=== Provided text ===

According to the American Automobile Association, 43.6 million Americans will make at least a 50-mile trip to be home with their families for Thanksgiving.
College football teams can relate; there's no place like home.
Cincinnati head coach Butch Jones believes that his student body presents a major advantage for the Bearcats. His team is 5-1 at home and will close its regular season against South Florida on Friday.
Since entering the Big East for the 2005 season, Cincinnati has a cumulative home record of 38-10.
"I believe Nippert (Stadium) is one of the best venues in all of college football," Jones said.
"Our student body has been amazing and our fans have been outstanding, but (the reason for) going back to really supporting this football team is having an opportunity to win. ... Our fans dictate a lot and help us win and provide momentum, energy, spark, great home-field advantage."
Cincinnati has evolved from a Conference USA program to a legitimate Big East power, and it is a consistent threat to win the conference title.

=== Dataset records ===

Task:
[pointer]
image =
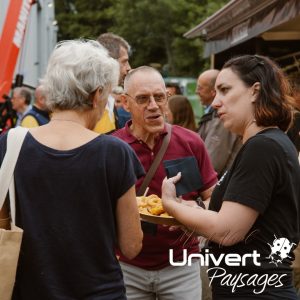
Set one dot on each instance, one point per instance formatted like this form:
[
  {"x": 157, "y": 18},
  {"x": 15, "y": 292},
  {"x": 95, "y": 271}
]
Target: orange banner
[{"x": 11, "y": 41}]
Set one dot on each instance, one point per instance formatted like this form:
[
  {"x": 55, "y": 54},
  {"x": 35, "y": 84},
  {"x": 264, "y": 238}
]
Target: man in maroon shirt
[{"x": 150, "y": 275}]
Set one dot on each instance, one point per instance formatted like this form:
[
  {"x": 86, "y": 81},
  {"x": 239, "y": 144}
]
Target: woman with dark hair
[
  {"x": 253, "y": 219},
  {"x": 180, "y": 112}
]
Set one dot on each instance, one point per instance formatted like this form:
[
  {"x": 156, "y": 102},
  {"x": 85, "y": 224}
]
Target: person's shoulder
[
  {"x": 186, "y": 134},
  {"x": 120, "y": 133},
  {"x": 114, "y": 141},
  {"x": 29, "y": 121},
  {"x": 268, "y": 143}
]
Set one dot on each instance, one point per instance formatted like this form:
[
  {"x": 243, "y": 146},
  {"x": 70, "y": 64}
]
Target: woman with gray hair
[{"x": 75, "y": 189}]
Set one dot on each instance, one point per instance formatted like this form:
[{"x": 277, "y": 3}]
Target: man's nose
[{"x": 152, "y": 103}]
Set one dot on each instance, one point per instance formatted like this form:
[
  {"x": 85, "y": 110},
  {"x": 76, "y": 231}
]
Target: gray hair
[
  {"x": 24, "y": 93},
  {"x": 113, "y": 43},
  {"x": 76, "y": 69},
  {"x": 144, "y": 69}
]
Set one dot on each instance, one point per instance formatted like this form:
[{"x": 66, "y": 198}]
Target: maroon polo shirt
[{"x": 183, "y": 143}]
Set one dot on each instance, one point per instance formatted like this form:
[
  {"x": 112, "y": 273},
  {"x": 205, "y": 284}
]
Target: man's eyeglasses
[{"x": 160, "y": 99}]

===

*What is asked*
A. According to the Cincinnati football article, what cumulative home record has Cincinnati posted since entering the Big East for the 2005 season?
B. Pull out every line of the entries that contains the word "woman", matching case exactly.
The Cincinnati football article and the entries have no connection to each other.

*Complete answers*
A. 38-10

B.
Target: woman with dark hair
Target: woman with gray hair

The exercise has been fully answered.